- What you have to do
Write out all of the data without omission, exactly as shown.

— START Information given —

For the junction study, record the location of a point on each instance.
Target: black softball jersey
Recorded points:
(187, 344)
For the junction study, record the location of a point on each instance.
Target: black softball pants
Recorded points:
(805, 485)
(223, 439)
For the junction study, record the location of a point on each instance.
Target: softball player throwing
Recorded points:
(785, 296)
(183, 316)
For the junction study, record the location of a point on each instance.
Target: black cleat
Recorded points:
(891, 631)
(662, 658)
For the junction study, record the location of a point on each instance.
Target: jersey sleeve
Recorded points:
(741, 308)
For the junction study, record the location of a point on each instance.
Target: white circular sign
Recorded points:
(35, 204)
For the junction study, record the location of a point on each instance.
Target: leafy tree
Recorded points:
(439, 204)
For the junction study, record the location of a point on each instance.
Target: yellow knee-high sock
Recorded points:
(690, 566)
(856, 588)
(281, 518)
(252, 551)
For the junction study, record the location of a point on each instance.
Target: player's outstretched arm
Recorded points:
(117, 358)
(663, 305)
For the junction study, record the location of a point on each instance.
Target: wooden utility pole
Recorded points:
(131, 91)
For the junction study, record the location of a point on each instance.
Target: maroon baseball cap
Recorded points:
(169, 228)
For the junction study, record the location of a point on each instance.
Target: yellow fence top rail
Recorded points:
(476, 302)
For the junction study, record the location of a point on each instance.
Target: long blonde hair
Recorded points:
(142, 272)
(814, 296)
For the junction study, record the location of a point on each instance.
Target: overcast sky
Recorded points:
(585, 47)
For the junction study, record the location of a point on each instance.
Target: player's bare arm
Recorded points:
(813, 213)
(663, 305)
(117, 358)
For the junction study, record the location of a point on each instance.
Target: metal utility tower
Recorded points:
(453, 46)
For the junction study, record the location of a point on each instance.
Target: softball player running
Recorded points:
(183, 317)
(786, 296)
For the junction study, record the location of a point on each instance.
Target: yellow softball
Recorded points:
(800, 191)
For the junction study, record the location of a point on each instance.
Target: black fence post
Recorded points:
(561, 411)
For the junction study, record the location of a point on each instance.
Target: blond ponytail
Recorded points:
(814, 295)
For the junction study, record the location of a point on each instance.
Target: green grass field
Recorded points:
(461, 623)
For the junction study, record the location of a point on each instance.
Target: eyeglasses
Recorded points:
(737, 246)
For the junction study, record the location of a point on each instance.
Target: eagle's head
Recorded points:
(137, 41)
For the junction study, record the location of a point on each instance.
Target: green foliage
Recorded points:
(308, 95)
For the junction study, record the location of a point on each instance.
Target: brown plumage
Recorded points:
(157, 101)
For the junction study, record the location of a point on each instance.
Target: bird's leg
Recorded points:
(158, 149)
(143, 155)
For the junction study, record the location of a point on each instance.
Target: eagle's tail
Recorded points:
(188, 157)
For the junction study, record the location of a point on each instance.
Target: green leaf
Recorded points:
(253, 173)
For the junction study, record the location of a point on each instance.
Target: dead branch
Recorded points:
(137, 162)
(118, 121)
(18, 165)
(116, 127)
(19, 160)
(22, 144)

— END Information given —

- Written response
For the junction study, record the location of a point on each instance.
Target: black softball jersey
Recorded points:
(187, 344)
For the junction study, record the location of a point on each instance.
Target: black softball pants
Recorded points:
(805, 485)
(223, 439)
For the junction study, record the location of a point on each instance.
Target: softball player throwing
Recorded points:
(785, 296)
(183, 316)
For the junction study, record the location of a point on each instance.
Target: black cleat
Recorded points:
(891, 631)
(662, 658)
For the junction study, record the location of a point on each instance.
Target: jersey sleeve
Recorded points:
(741, 308)
For the junction study, record the location of a point on each instance.
Target: white circular sign
Recorded points:
(35, 204)
For the junction study, record the location of a point on each instance.
Target: leafy tree
Recorded points:
(439, 204)
For the junction study, record the location of a point on each instance.
Target: yellow knee-high sock
Recorded points:
(690, 566)
(856, 588)
(281, 518)
(252, 551)
For the junction study, record the location of a point on each instance.
Target: player's outstretched arm
Recorded points:
(117, 358)
(663, 305)
For the junction study, record the location of a point on each instance.
Target: wooden utility pole
Recorded points:
(131, 91)
For the junction study, record the location of a point on each instance.
Target: maroon baseball cap
Recorded points:
(169, 228)
For the junction study, record the location of a point on each instance.
Target: yellow fence top rail
Recorded points:
(476, 302)
For the junction study, record the location of a point on each instance.
Target: long blonde hair
Recorded points:
(142, 272)
(814, 296)
For the junction study, record the location of a point on each instance.
Target: overcast sky
Recorded points:
(585, 47)
For the junction study, record the location of a point on each instance.
Target: player's bare arm
Recorded points:
(813, 213)
(663, 305)
(117, 358)
For the junction study, record the location of a point on each instance.
Target: metal utility tower
Recorded points:
(453, 46)
For the junction study, record the location of a point on each instance.
Target: softball player running
Recorded points:
(183, 317)
(786, 296)
For the junction study, record the location of a point on each instance.
Target: yellow softball
Recorded points:
(800, 191)
For the junction study, record the location of a point on each instance.
Target: black fence post
Recorded points:
(561, 411)
For the junction study, record the location of a point on each instance.
Target: blond ponytail
Recorded points:
(814, 295)
For the junction study, record the location of a point on each instance.
Target: green grass field
Recorded points:
(461, 623)
For the junction study, record the location of a point on each instance.
Target: eyeglasses
Recorded points:
(737, 246)
For the junction study, record the location of a point on each instance.
Target: eagle's head
Recorded points:
(137, 41)
For the junction study, record the location of a point on each instance.
Target: green foliage
Recorded points:
(308, 95)
For the junction study, record the location of a point on each instance.
Target: brown plumage
Recorded points:
(157, 101)
For the junction study, record the location of a point on each instance.
Target: bird's leg
Recorded points:
(158, 149)
(143, 155)
For the junction study, record the location of a point on each instance.
Target: eagle's tail
Recorded points:
(188, 157)
For the junction study, record the location of a point on each instance.
Target: green leaf
Recorded points:
(253, 173)
For the junction study, record the location of a point on each instance.
Target: dead branch
Recorded points:
(137, 162)
(118, 121)
(18, 165)
(116, 127)
(19, 160)
(22, 144)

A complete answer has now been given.